*** DATASET ENTRIES ***

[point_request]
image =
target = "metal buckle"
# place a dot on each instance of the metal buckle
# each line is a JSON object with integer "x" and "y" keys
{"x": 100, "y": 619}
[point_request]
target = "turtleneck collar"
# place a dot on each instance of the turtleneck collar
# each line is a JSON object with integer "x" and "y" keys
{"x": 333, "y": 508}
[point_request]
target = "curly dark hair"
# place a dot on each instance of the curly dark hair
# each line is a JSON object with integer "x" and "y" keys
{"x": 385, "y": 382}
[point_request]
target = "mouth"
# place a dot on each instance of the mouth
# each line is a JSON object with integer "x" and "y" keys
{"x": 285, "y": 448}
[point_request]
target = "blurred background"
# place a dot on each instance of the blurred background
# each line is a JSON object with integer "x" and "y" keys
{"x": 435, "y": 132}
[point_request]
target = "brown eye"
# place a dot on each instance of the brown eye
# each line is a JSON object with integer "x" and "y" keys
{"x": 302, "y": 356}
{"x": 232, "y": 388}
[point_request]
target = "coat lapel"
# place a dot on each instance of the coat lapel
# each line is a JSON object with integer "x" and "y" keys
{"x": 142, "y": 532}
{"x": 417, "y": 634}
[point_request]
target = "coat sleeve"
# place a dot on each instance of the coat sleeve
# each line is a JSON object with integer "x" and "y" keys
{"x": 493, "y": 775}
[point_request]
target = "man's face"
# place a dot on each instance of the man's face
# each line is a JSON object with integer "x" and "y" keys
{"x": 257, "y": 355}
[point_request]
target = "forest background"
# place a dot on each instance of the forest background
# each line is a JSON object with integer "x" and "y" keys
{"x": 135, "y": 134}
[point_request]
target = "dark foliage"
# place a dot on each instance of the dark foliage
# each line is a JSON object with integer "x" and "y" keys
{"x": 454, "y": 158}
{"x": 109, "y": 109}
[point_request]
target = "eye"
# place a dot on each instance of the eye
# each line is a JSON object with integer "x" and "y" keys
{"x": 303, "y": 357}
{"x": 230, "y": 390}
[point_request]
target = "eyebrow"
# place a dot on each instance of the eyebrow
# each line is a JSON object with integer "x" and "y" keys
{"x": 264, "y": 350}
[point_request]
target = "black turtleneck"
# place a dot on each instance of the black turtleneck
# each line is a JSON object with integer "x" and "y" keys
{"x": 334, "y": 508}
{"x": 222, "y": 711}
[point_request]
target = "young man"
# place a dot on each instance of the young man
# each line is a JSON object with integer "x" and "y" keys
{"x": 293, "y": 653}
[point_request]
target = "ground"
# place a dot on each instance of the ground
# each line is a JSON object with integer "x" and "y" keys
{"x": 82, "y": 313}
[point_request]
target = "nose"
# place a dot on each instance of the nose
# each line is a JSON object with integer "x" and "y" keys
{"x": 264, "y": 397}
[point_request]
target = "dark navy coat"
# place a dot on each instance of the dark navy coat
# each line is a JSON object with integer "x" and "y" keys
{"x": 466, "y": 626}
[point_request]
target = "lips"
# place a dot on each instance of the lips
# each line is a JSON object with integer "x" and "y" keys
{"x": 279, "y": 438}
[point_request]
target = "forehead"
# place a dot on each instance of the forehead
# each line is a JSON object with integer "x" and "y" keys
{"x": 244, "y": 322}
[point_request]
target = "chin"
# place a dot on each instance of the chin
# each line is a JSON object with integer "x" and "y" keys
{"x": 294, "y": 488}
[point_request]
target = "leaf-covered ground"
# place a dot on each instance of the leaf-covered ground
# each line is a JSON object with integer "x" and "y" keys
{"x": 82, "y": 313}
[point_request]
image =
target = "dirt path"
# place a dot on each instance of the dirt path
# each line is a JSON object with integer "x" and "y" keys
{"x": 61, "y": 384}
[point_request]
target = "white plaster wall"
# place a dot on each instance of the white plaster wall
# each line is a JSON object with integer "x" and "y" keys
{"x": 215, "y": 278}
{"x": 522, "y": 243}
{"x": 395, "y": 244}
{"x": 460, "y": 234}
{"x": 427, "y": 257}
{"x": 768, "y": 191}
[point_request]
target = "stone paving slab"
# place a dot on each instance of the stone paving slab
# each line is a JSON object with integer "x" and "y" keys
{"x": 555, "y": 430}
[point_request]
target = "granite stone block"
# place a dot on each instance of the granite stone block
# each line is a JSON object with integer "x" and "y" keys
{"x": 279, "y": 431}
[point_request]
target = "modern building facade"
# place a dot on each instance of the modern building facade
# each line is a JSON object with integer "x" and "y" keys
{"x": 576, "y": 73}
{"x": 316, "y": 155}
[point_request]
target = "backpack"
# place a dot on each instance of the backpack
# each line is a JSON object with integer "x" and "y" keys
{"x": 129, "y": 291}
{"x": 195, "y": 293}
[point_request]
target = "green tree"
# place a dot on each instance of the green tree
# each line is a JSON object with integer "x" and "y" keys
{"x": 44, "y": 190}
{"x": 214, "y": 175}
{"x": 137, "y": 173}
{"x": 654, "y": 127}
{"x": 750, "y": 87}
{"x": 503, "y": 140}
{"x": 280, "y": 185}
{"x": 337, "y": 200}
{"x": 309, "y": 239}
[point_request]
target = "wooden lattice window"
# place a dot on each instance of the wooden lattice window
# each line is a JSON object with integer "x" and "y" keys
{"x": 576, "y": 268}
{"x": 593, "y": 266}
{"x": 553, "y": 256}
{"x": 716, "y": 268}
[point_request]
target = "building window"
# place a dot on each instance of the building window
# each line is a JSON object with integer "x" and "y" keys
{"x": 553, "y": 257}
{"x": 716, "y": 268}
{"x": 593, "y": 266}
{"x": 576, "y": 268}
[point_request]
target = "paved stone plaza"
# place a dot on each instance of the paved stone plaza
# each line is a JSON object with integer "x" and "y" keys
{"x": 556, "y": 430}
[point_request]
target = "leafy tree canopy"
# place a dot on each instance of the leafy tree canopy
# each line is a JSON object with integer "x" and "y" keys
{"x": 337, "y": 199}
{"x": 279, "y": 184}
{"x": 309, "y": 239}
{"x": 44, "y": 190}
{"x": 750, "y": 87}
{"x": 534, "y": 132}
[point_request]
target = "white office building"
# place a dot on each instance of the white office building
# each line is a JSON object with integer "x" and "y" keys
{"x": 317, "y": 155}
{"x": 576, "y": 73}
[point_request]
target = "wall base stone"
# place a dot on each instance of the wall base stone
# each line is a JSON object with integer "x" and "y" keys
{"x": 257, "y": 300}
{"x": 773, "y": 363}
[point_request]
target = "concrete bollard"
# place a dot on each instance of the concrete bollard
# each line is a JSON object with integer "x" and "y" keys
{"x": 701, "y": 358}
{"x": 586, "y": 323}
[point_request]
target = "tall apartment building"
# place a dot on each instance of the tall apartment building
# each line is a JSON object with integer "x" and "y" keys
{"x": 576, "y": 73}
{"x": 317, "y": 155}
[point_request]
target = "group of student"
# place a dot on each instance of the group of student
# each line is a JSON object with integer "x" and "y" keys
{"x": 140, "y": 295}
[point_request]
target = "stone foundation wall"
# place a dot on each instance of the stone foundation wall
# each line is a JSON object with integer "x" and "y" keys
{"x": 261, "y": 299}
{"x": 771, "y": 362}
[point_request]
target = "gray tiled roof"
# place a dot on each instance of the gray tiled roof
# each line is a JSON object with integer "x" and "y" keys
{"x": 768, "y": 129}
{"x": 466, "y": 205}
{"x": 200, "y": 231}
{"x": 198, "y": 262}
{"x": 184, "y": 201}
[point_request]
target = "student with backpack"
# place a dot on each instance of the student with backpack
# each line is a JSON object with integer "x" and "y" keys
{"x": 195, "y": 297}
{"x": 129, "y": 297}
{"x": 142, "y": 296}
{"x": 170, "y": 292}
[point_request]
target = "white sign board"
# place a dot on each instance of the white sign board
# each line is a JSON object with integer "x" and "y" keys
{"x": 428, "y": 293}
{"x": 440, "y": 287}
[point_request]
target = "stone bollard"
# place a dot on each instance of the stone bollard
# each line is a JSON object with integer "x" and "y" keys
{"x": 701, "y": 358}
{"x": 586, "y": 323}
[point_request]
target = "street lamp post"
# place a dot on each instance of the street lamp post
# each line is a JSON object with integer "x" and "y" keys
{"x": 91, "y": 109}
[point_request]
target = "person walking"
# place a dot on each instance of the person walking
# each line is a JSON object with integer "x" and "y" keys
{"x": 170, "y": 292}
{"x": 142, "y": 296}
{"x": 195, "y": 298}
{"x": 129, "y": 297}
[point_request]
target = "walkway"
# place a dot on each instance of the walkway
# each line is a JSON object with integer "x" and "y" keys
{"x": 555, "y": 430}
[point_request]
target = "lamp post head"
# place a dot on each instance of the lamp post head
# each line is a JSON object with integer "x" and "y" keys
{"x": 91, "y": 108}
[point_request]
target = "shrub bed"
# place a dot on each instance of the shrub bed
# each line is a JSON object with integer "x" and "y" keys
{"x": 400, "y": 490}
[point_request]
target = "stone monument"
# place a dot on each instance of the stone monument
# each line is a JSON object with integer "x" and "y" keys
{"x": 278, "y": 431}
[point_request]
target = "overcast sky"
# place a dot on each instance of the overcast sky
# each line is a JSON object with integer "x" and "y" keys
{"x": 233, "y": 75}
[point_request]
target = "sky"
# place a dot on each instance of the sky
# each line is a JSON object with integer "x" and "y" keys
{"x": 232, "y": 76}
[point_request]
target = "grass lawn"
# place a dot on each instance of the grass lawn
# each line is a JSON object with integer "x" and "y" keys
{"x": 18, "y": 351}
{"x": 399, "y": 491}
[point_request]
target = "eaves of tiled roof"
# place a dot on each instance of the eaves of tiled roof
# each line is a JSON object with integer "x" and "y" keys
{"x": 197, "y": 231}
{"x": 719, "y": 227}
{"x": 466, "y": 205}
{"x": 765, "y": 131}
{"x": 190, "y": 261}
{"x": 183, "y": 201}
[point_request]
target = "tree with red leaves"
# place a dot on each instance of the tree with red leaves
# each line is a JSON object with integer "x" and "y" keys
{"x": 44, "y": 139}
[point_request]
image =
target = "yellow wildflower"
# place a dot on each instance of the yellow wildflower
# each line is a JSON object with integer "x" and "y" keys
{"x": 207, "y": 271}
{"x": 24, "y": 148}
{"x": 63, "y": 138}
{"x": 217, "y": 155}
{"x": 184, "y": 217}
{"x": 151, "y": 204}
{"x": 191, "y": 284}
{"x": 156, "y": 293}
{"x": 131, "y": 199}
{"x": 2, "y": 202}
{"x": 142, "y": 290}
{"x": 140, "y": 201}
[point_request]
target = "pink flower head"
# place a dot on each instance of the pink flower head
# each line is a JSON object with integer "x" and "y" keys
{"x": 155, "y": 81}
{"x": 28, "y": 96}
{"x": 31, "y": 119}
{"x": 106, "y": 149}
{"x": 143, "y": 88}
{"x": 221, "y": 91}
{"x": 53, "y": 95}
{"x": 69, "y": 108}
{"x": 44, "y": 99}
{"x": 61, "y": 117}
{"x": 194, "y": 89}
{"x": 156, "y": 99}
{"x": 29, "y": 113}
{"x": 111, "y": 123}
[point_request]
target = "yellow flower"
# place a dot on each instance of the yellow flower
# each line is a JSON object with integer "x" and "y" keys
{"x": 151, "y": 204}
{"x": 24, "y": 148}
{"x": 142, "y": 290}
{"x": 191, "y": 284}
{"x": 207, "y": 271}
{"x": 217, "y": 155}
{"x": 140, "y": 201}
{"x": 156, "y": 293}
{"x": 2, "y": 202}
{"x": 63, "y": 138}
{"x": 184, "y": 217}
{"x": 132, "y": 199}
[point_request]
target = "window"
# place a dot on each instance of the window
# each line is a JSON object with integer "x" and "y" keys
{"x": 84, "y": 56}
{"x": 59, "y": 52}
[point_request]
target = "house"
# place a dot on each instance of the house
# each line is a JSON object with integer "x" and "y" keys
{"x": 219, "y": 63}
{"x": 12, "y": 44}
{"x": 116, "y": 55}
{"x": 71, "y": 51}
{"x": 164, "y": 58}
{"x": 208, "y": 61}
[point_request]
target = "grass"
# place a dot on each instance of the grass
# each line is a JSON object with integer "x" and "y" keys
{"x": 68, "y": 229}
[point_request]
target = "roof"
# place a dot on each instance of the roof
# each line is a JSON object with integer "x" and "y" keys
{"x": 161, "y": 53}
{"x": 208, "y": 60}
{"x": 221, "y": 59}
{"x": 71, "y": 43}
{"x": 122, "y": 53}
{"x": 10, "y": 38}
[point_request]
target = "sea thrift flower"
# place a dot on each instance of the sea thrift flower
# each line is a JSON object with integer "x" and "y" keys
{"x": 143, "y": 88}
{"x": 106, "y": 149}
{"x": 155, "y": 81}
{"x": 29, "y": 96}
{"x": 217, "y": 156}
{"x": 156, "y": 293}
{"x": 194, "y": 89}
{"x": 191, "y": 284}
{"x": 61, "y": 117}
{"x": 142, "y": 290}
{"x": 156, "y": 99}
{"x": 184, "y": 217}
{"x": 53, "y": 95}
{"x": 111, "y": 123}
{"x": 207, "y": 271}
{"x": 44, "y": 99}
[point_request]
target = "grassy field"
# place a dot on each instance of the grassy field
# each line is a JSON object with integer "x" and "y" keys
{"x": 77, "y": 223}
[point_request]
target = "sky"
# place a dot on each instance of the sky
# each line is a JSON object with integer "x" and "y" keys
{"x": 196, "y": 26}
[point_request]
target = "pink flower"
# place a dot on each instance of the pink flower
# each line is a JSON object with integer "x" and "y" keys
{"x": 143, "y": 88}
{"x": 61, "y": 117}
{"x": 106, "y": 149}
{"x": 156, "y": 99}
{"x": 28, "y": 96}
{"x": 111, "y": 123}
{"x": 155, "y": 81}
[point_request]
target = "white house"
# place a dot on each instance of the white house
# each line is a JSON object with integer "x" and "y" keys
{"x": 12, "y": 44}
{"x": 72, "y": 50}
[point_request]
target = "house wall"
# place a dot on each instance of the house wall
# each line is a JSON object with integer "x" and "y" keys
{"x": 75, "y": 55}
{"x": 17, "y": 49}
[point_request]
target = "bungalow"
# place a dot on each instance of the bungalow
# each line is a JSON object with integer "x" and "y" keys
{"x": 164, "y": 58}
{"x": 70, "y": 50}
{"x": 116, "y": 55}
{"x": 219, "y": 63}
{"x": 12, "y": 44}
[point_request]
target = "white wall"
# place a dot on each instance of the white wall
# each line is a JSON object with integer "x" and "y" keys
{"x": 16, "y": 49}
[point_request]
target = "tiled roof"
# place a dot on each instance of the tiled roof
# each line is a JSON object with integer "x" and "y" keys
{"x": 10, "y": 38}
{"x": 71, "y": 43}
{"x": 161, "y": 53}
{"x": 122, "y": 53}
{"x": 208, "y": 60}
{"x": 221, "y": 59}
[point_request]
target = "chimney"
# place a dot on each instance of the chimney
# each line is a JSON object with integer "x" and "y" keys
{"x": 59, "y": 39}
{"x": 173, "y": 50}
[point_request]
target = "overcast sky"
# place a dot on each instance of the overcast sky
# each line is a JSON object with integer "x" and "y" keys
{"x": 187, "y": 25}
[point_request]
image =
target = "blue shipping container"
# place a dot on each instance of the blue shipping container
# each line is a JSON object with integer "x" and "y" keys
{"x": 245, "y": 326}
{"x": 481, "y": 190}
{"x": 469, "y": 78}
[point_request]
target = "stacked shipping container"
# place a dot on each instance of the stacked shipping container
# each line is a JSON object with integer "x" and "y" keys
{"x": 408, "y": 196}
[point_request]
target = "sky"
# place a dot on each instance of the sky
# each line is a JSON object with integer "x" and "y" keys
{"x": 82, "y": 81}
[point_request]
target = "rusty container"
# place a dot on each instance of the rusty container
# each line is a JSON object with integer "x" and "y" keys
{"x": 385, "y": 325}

***

TASK STATEMENT:
Check each line of the records for the word "facade" and extract those that contain it.

PROBLEM SOLUTION:
target = "modern building facade"
# place a dot on each instance of the modern building facade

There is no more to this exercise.